**EXERCISE GOAL:** From the entries below, copy every line holding the word "woman".

Data entries

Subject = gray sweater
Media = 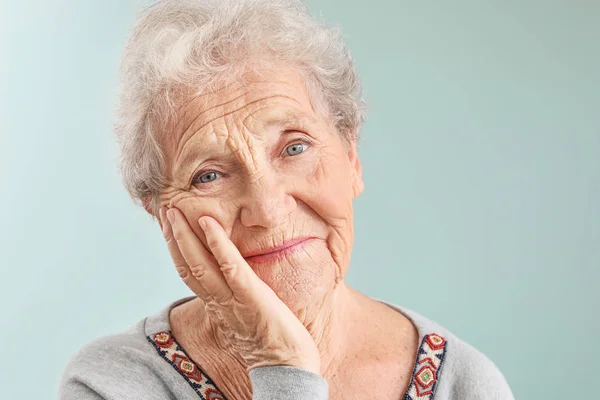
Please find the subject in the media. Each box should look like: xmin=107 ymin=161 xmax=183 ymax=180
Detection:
xmin=59 ymin=296 xmax=514 ymax=399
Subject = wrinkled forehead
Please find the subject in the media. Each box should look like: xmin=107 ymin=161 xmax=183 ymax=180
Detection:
xmin=162 ymin=66 xmax=322 ymax=148
xmin=157 ymin=66 xmax=332 ymax=181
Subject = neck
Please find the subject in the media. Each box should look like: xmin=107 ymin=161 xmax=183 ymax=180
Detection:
xmin=293 ymin=282 xmax=362 ymax=377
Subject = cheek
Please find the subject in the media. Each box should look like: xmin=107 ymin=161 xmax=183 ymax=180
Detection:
xmin=173 ymin=196 xmax=240 ymax=239
xmin=303 ymin=153 xmax=355 ymax=220
xmin=296 ymin=153 xmax=355 ymax=274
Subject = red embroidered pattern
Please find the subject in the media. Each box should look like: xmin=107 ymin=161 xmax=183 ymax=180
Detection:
xmin=147 ymin=331 xmax=225 ymax=400
xmin=403 ymin=333 xmax=447 ymax=400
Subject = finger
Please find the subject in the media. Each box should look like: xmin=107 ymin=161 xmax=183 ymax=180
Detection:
xmin=168 ymin=208 xmax=233 ymax=303
xmin=160 ymin=207 xmax=210 ymax=299
xmin=199 ymin=216 xmax=256 ymax=299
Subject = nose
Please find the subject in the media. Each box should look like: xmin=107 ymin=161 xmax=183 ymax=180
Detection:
xmin=239 ymin=171 xmax=296 ymax=228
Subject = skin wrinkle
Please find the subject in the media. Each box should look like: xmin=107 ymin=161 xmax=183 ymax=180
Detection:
xmin=228 ymin=112 xmax=261 ymax=177
xmin=305 ymin=149 xmax=352 ymax=281
xmin=174 ymin=90 xmax=304 ymax=167
xmin=166 ymin=78 xmax=256 ymax=140
xmin=173 ymin=95 xmax=306 ymax=186
xmin=156 ymin=66 xmax=423 ymax=400
xmin=175 ymin=93 xmax=259 ymax=168
xmin=237 ymin=108 xmax=297 ymax=180
xmin=168 ymin=67 xmax=321 ymax=169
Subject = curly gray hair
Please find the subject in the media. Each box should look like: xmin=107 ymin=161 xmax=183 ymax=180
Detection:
xmin=114 ymin=0 xmax=366 ymax=217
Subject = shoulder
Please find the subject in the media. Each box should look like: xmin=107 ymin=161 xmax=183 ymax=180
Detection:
xmin=438 ymin=330 xmax=514 ymax=399
xmin=61 ymin=318 xmax=148 ymax=375
xmin=378 ymin=300 xmax=515 ymax=400
xmin=58 ymin=318 xmax=174 ymax=399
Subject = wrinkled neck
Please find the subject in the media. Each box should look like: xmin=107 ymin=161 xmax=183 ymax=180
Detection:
xmin=294 ymin=281 xmax=360 ymax=376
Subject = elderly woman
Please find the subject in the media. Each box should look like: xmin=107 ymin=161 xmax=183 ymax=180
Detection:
xmin=60 ymin=0 xmax=514 ymax=399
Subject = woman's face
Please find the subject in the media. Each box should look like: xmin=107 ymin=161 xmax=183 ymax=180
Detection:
xmin=157 ymin=67 xmax=363 ymax=311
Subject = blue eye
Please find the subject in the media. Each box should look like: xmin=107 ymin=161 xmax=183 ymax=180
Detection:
xmin=286 ymin=143 xmax=305 ymax=156
xmin=196 ymin=171 xmax=219 ymax=184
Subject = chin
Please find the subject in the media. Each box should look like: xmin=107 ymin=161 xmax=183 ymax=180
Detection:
xmin=250 ymin=250 xmax=339 ymax=313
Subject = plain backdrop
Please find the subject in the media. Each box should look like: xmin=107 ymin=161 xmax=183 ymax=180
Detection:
xmin=1 ymin=1 xmax=598 ymax=398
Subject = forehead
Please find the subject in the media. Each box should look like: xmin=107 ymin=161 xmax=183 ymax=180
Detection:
xmin=162 ymin=66 xmax=325 ymax=177
xmin=163 ymin=67 xmax=319 ymax=146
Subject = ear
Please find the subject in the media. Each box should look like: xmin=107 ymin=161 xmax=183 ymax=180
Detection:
xmin=347 ymin=139 xmax=364 ymax=198
xmin=142 ymin=196 xmax=161 ymax=227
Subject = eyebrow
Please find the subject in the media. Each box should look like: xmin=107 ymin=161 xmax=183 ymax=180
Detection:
xmin=262 ymin=112 xmax=318 ymax=130
xmin=174 ymin=140 xmax=214 ymax=181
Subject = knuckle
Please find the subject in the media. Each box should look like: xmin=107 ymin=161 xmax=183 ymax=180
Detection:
xmin=220 ymin=261 xmax=237 ymax=275
xmin=217 ymin=294 xmax=235 ymax=307
xmin=175 ymin=265 xmax=190 ymax=279
xmin=165 ymin=235 xmax=178 ymax=247
xmin=206 ymin=295 xmax=234 ymax=310
xmin=189 ymin=263 xmax=208 ymax=279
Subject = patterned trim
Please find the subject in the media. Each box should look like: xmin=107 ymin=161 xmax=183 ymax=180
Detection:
xmin=148 ymin=330 xmax=447 ymax=400
xmin=147 ymin=331 xmax=226 ymax=400
xmin=403 ymin=333 xmax=447 ymax=400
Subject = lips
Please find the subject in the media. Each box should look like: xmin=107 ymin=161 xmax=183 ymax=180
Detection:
xmin=241 ymin=237 xmax=315 ymax=262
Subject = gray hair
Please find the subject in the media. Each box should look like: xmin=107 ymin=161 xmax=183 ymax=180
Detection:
xmin=114 ymin=0 xmax=366 ymax=217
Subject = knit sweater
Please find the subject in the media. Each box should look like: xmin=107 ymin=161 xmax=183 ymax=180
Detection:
xmin=58 ymin=296 xmax=514 ymax=399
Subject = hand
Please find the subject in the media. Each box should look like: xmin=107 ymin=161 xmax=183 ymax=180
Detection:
xmin=159 ymin=207 xmax=321 ymax=374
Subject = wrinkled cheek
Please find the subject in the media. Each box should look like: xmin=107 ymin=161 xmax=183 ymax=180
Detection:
xmin=299 ymin=159 xmax=356 ymax=273
xmin=173 ymin=195 xmax=239 ymax=240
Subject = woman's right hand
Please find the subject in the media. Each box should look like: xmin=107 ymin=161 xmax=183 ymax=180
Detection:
xmin=159 ymin=206 xmax=322 ymax=375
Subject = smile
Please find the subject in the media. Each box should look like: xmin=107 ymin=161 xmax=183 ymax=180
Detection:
xmin=243 ymin=237 xmax=316 ymax=264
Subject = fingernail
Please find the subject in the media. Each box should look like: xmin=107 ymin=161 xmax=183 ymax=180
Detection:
xmin=199 ymin=217 xmax=207 ymax=230
xmin=167 ymin=209 xmax=175 ymax=224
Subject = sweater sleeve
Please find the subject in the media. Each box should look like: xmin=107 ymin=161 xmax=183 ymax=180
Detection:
xmin=249 ymin=366 xmax=329 ymax=400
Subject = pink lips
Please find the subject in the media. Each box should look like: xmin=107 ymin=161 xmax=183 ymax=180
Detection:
xmin=243 ymin=237 xmax=315 ymax=264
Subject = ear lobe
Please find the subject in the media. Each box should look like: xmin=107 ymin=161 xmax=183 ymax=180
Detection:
xmin=352 ymin=161 xmax=364 ymax=198
xmin=348 ymin=141 xmax=364 ymax=198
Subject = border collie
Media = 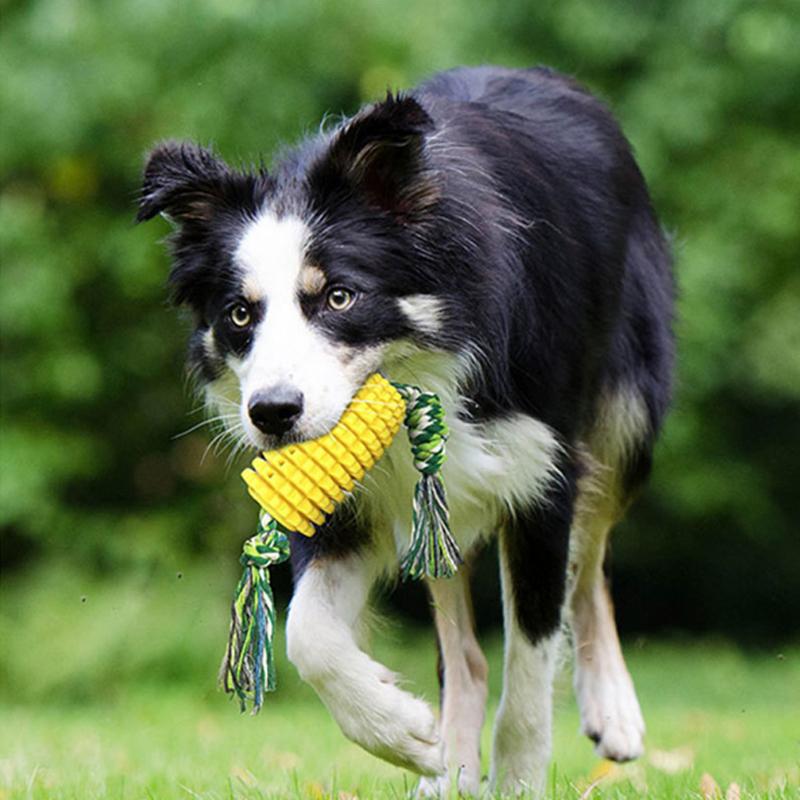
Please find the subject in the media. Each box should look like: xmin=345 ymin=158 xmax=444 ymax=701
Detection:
xmin=138 ymin=65 xmax=674 ymax=796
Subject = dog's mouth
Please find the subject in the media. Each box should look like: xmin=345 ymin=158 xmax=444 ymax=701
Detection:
xmin=240 ymin=364 xmax=384 ymax=456
xmin=247 ymin=407 xmax=350 ymax=454
xmin=253 ymin=429 xmax=314 ymax=452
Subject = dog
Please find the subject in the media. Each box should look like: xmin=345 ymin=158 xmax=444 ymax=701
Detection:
xmin=138 ymin=65 xmax=674 ymax=796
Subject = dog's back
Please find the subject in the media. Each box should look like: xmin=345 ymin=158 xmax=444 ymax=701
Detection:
xmin=412 ymin=65 xmax=674 ymax=483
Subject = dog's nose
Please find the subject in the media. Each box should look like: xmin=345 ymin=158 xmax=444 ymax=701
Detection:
xmin=248 ymin=386 xmax=304 ymax=436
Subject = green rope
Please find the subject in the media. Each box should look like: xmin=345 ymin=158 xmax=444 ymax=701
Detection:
xmin=392 ymin=383 xmax=462 ymax=581
xmin=220 ymin=512 xmax=290 ymax=713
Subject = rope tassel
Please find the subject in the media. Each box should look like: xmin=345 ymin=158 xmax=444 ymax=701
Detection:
xmin=392 ymin=383 xmax=463 ymax=580
xmin=219 ymin=513 xmax=290 ymax=713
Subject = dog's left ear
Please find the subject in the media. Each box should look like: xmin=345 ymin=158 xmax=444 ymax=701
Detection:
xmin=137 ymin=141 xmax=234 ymax=225
xmin=316 ymin=93 xmax=438 ymax=219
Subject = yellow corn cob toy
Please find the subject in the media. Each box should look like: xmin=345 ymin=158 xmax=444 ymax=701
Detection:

**WORKED SOLUTION:**
Subject = elderly woman
Subject = woman's face
Subject = woman's right hand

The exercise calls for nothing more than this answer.